=== EXCERPT TO READ ===
********************

- Founded: 1990s
- Ideology: Green politics
- Political position: Left-wing
- National affiliation: Green Party of the United States
- Statewide Executive Offices: 0 / 12
- Seats in the Oklahoma Senate: 0 / 48
- Seats in the Oklahoma House of Representatives: 0 / 101
- Seats in the United States Senate: 0 / 2
- Seats in the United States House of Representatives: 0 / 5
- Chiefs of the Five Tribes: 0 / 5
- Osage Executives: 0 / 2

Website
- Green Party of Oklahoma

= Green Party of Oklahoma =

The Green Party of Oklahoma is a political party in the U.S. state of Oklahoma. It was formed in 2002 through a gradual coalition of various state green groups and received its accreditation from the Green Party of the United States (GPUS) in May 2005. Its stated aims are a commitment to environmentalism, non-violence, social justice, and grassroots democracy.

********************

=== DATA SUPPLIED ===
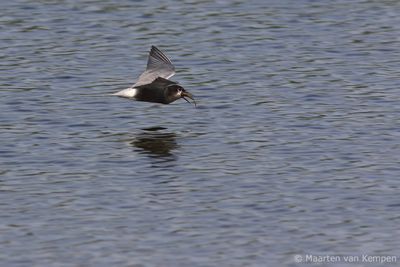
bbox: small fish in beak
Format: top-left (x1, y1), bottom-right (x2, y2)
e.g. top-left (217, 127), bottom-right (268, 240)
top-left (181, 91), bottom-right (197, 107)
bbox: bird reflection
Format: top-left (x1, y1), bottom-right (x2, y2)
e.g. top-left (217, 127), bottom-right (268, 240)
top-left (130, 127), bottom-right (178, 158)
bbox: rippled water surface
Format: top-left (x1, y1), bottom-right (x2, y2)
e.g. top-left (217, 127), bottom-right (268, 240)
top-left (0, 0), bottom-right (400, 267)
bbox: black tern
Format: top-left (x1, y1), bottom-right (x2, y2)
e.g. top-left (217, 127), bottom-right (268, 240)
top-left (113, 46), bottom-right (196, 106)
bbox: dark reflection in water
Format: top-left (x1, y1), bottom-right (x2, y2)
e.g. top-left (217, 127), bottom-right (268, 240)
top-left (130, 127), bottom-right (178, 159)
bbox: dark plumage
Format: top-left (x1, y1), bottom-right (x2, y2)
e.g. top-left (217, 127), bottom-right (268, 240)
top-left (113, 46), bottom-right (196, 105)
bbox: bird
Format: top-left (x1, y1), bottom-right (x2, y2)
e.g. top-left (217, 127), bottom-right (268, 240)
top-left (112, 45), bottom-right (196, 106)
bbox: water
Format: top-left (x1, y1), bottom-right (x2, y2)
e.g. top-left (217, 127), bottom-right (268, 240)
top-left (0, 0), bottom-right (400, 267)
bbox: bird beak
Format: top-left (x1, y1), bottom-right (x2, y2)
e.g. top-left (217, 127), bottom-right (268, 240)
top-left (181, 91), bottom-right (196, 107)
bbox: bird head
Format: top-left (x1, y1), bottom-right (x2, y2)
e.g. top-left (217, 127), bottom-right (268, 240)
top-left (165, 84), bottom-right (196, 106)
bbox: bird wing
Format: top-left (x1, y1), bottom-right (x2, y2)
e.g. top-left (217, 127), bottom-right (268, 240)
top-left (133, 46), bottom-right (175, 87)
top-left (136, 77), bottom-right (177, 90)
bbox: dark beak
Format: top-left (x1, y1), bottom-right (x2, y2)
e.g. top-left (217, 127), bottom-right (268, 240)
top-left (181, 91), bottom-right (196, 107)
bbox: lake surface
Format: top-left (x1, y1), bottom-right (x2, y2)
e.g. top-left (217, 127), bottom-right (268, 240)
top-left (0, 0), bottom-right (400, 267)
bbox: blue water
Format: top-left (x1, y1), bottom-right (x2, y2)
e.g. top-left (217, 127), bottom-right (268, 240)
top-left (0, 0), bottom-right (400, 267)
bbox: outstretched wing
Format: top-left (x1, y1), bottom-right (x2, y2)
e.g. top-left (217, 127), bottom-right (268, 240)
top-left (133, 46), bottom-right (175, 87)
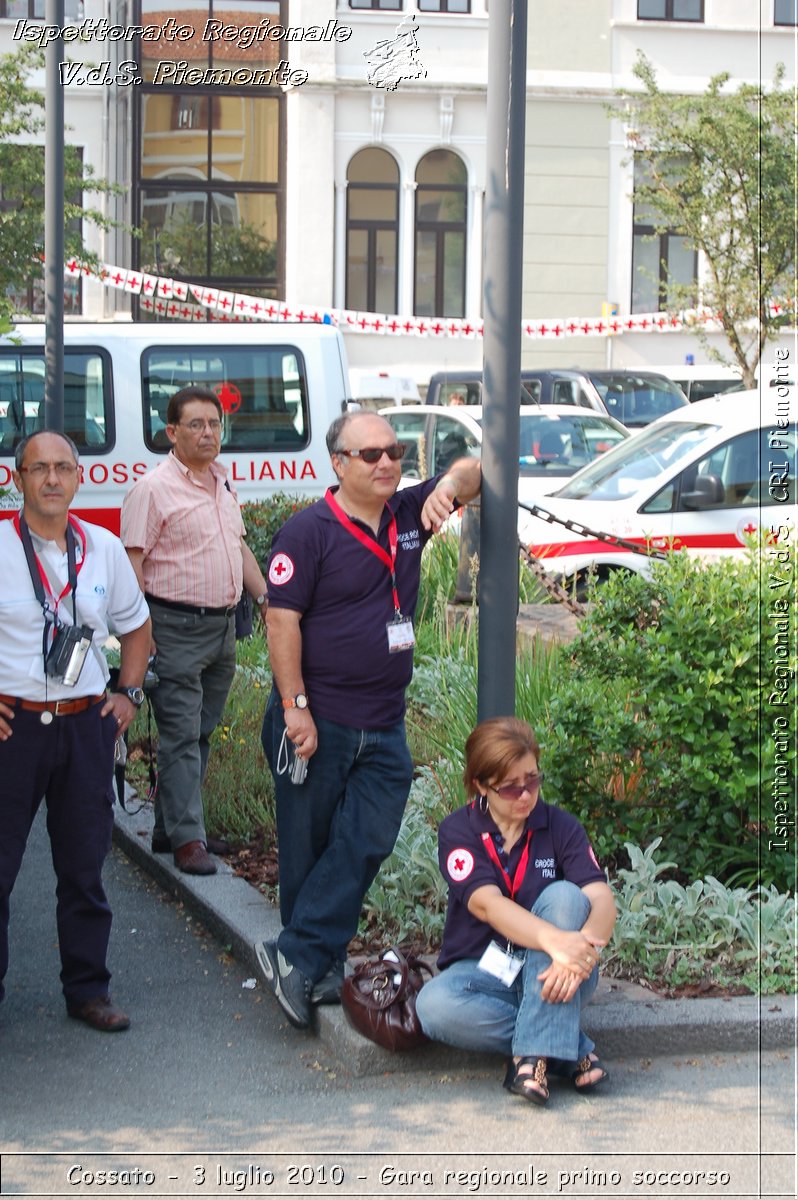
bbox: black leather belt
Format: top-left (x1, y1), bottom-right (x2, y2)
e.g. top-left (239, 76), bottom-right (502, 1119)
top-left (0, 691), bottom-right (106, 716)
top-left (144, 592), bottom-right (235, 617)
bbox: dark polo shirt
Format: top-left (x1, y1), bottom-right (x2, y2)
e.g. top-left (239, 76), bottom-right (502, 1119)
top-left (268, 476), bottom-right (439, 730)
top-left (438, 800), bottom-right (607, 968)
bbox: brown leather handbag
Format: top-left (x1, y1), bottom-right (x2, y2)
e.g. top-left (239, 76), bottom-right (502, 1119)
top-left (341, 946), bottom-right (432, 1050)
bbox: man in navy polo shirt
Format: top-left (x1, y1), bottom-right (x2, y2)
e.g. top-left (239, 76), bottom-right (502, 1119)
top-left (256, 413), bottom-right (481, 1028)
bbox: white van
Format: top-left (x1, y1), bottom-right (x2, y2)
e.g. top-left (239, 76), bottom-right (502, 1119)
top-left (523, 386), bottom-right (798, 581)
top-left (0, 323), bottom-right (348, 533)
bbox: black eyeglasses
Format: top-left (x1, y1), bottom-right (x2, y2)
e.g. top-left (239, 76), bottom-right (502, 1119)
top-left (485, 770), bottom-right (544, 800)
top-left (335, 442), bottom-right (407, 466)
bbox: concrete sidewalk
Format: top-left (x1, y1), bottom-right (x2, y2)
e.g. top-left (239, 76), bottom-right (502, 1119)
top-left (114, 798), bottom-right (796, 1075)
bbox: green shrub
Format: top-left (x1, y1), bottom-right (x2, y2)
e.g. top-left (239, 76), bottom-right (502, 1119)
top-left (537, 544), bottom-right (794, 890)
top-left (604, 838), bottom-right (798, 994)
top-left (203, 665), bottom-right (276, 841)
top-left (241, 492), bottom-right (314, 566)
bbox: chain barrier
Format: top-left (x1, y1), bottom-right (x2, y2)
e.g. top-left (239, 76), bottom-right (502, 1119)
top-left (518, 500), bottom-right (667, 560)
top-left (518, 500), bottom-right (667, 617)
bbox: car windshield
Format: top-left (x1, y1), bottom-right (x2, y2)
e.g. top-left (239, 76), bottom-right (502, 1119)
top-left (590, 372), bottom-right (685, 427)
top-left (472, 412), bottom-right (625, 475)
top-left (554, 421), bottom-right (719, 500)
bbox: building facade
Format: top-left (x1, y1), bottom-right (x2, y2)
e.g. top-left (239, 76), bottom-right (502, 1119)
top-left (0, 0), bottom-right (796, 384)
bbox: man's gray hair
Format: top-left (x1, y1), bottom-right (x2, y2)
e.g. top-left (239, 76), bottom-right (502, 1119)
top-left (14, 430), bottom-right (80, 470)
top-left (326, 408), bottom-right (391, 457)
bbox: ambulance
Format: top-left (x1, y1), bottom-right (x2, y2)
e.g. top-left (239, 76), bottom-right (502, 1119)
top-left (0, 322), bottom-right (349, 533)
top-left (521, 385), bottom-right (798, 584)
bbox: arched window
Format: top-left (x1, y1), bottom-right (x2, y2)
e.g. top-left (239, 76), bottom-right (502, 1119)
top-left (346, 149), bottom-right (398, 312)
top-left (413, 150), bottom-right (468, 317)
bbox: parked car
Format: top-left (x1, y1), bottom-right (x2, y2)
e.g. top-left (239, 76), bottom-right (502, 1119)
top-left (380, 404), bottom-right (630, 504)
top-left (652, 362), bottom-right (798, 404)
top-left (573, 370), bottom-right (688, 430)
top-left (425, 370), bottom-right (607, 416)
top-left (652, 362), bottom-right (745, 404)
top-left (522, 389), bottom-right (798, 581)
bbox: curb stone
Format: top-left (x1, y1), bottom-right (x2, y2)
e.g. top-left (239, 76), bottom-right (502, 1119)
top-left (114, 804), bottom-right (798, 1076)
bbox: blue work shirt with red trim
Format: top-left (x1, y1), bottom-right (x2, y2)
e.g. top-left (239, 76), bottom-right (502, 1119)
top-left (266, 476), bottom-right (440, 730)
top-left (438, 799), bottom-right (607, 968)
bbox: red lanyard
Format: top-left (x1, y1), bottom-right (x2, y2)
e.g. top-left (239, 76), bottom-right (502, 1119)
top-left (13, 512), bottom-right (86, 613)
top-left (324, 487), bottom-right (402, 617)
top-left (482, 829), bottom-right (532, 900)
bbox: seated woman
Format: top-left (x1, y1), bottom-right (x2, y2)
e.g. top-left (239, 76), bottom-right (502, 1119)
top-left (418, 716), bottom-right (616, 1104)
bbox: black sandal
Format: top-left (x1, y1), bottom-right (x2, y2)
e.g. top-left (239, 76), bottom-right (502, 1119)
top-left (504, 1055), bottom-right (548, 1106)
top-left (571, 1054), bottom-right (610, 1092)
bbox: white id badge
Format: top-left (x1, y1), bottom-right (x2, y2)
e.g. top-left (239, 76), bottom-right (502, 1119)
top-left (479, 942), bottom-right (523, 988)
top-left (385, 617), bottom-right (415, 654)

********************

=== PROBLEM REQUIREMENTS ===
Carry on the Green Party of Oklahoma article from its last sentence.

=== SOLVED PROBLEM ===
The party has been active in organizing around issues of peace, the death penalty, minority language rights, gay rights, rural sustainability, and academic freedom. The party has also worked with the Oklahoma Libertarian Party and the Oklahoma Constitution Party in seeking to reform Oklahoma's restrictive ballot access laws. In 2000, the party gathered nomination signatures to place Ralph Nader on the Oklahoma Presidential ballot but was unable to collect a sufficient amount. In 2016, the Green Party of Oklahoma broke with the GPUS when it endorsed Senator Bernie Sanders as president (in the Democratic Party primary). Despite endorsing Sanders (a non-Green Party candidate), the Green Party of Oklahoma remained affiliated with the national Green Party.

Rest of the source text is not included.